*Task directions*: What is needed is a verbatim copy of every record below, with the pictures left out.
[Start of Attachment]
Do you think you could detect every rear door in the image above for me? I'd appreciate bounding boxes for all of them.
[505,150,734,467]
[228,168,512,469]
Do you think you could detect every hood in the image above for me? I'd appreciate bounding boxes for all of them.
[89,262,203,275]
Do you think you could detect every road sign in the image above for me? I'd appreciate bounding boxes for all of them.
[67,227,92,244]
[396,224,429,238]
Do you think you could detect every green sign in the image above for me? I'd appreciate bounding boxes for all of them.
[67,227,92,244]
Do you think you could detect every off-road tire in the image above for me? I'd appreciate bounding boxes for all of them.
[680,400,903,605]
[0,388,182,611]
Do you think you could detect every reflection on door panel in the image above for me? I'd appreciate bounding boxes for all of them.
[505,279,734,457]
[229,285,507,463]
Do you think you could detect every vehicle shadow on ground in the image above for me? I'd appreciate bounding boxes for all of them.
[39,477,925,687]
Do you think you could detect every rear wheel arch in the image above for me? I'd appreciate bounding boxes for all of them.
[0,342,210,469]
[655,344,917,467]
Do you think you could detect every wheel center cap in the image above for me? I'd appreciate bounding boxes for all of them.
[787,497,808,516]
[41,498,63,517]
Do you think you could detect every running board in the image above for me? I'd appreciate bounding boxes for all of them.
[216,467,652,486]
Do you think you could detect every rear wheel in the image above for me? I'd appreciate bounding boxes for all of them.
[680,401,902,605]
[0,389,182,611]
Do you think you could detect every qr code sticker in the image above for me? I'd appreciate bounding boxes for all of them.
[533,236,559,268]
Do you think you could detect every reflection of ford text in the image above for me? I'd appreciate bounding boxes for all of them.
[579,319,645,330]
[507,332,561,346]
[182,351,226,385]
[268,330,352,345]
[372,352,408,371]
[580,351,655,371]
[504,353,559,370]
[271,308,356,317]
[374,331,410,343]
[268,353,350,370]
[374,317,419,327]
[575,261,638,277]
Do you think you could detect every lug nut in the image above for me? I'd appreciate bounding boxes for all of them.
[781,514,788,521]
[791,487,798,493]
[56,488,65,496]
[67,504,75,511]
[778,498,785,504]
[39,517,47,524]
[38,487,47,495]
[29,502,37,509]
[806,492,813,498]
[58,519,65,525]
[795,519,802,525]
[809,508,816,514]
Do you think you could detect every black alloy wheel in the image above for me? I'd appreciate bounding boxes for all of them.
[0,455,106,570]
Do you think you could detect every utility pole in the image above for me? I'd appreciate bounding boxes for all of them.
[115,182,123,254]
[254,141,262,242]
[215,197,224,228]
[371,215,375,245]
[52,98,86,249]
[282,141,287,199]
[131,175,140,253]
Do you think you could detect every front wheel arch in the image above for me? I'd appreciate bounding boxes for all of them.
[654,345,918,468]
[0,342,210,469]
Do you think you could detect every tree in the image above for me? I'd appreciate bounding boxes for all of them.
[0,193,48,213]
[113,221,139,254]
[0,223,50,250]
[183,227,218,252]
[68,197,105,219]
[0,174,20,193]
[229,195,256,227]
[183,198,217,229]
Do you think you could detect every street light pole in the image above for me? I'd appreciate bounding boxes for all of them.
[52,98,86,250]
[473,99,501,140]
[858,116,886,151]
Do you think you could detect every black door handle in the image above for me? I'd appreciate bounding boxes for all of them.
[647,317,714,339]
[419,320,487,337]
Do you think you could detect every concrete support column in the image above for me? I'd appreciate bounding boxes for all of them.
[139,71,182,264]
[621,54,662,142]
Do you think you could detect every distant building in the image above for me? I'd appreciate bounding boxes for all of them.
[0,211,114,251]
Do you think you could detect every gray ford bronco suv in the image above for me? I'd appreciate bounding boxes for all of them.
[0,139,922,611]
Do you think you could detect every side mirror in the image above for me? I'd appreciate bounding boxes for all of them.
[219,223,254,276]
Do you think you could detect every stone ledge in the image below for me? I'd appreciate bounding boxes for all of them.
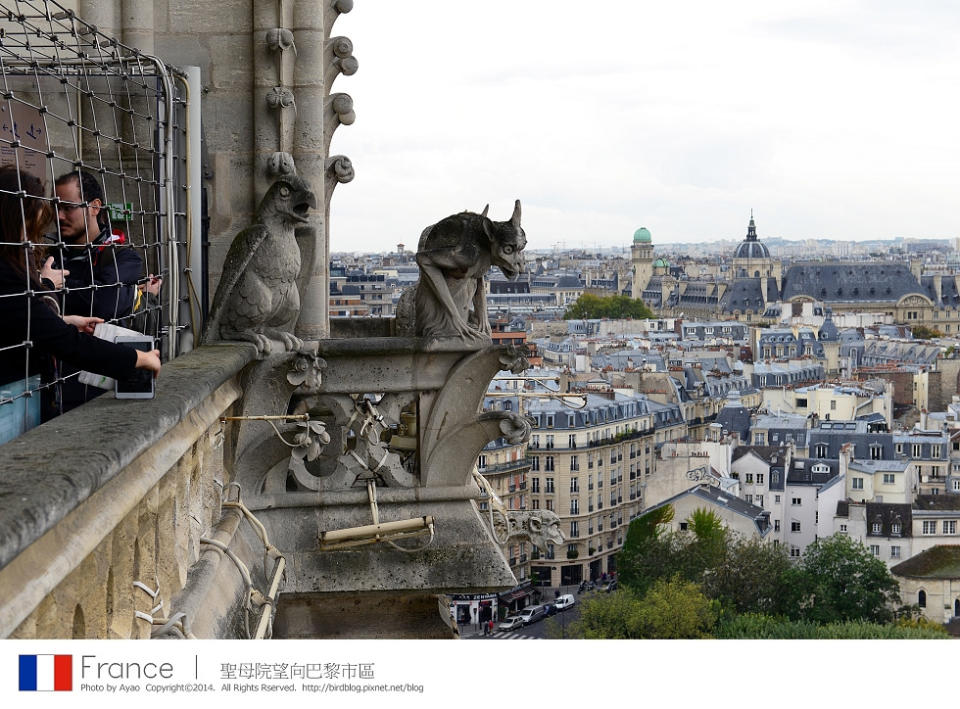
[End of Attachment]
*Task answer*:
Do you think you could detect every rear door in the image above for me? I'd appreciate bounding boxes for all of them.
[505,150,734,467]
[228,168,512,469]
Do you think you could detect every hood in the image above for me? I'd appreciate bounding boxes for all of them.
[89,262,203,275]
Do you think you could detect every road sign in the image above for me? I'd appreciate bounding boxes for all of them.
[67,227,92,244]
[396,224,429,238]
Do you think you could detect every green sign in the image above for me? I'd appreciate bounding boxes for all of them.
[67,227,92,244]
Do you think you could detect every off-road tire in the image above for me? I'd appreciate bounding boxes for all of them.
[680,400,903,605]
[0,388,182,611]
Do you think you could detect every reflection on door panel in the image above for me? I'd appreciate bounding boxes for all of them.
[505,279,734,457]
[229,285,507,463]
Do you think you could detect every vehicle shadow on ground in the image above for me? I'd appreciate bounding boxes for all of them.
[39,477,925,687]
Do you think you could detect every rear wheel arch in the image above for me? I'd appreciate bounding boxes for all of them.
[0,342,210,469]
[655,344,917,467]
Do you think you could detect every wheel center cap in the image above for me? I'd appreciate bounding boxes for all of them.
[787,497,808,516]
[41,498,63,517]
Do you think you could detect every running board in the image above for me? I'd appreciate bounding boxes for all of them.
[216,467,652,486]
Do you think you could detect every rear wheel in the image above for me? I'd appreciate bounding boxes for all of them.
[680,401,902,605]
[0,389,182,611]
Do you think you could detect every qr code sticker in the image above for me? I'd appreciate bounding boxes for all of them.
[533,236,559,268]
Do you think you could detect every reflection of ford text in the image above for me? I'd appreciate bounding boxes for all of them.
[579,319,645,330]
[507,332,561,346]
[182,351,226,385]
[268,330,352,345]
[372,352,408,371]
[580,351,655,371]
[504,353,559,370]
[271,308,356,317]
[374,331,410,343]
[268,353,350,370]
[374,317,419,327]
[575,261,638,277]
Do you think you could detect every lug nut in the image above for me? I'd appreciate bounding boxes for all of them.
[781,514,788,521]
[791,487,798,493]
[56,488,65,496]
[67,504,75,511]
[778,498,785,504]
[39,517,47,524]
[38,487,47,495]
[29,502,37,509]
[806,492,813,498]
[58,519,65,525]
[795,519,802,525]
[809,508,816,514]
Do you think you could detect every black alloy wheel in the image above for me? I'd appreciate bounding boxes for all of them.
[0,455,106,570]
Do you think you could detect every utility pole in the image above for me? I'd appreciate bounding boxes for all of them.
[115,182,123,254]
[254,141,262,242]
[215,197,224,228]
[371,215,375,245]
[52,98,86,249]
[282,141,287,199]
[131,175,140,253]
Do you think you could detect every front wheel arch in the image above for me? I'd appreciate bounding boxes for all of them.
[654,345,918,468]
[0,342,210,469]
Do you think you could detect every tree in the image above for me? I'd appreciate bounding boxes for all of them.
[0,193,48,213]
[113,221,139,254]
[0,223,50,250]
[183,227,218,252]
[68,197,105,219]
[0,174,20,193]
[229,195,256,227]
[183,198,217,229]
Do you think you could detect every street light pole in the image above for me? I'd appreciate bounding boxes for all of them.
[52,98,86,250]
[473,99,501,140]
[858,116,886,151]
Do you think you could detect every black door handle in the image above for me? I'd appreciate bounding boxes for all of them.
[647,317,714,339]
[419,320,487,337]
Do you think you could detect every concrete support column in the image above for me? I'd appreciate bounding boxes for all of them.
[139,71,182,264]
[621,54,662,142]
Do you think you could detect every distant building in the image above for me? I'd appreciate bounding boxes for all of them.
[0,211,114,251]
Do you think you could detect every gray ford bronco suv in the image above for me? I'd appreciate bounding boxes for all of them.
[0,139,922,611]
Do you think you could detect every side mirror in the image above for me? I'd appreciate bounding boxes for all of them.
[219,223,254,276]
Do you think you could detect every stone ledge in the image below for me? I'd appreciate bounding boxes for all of them.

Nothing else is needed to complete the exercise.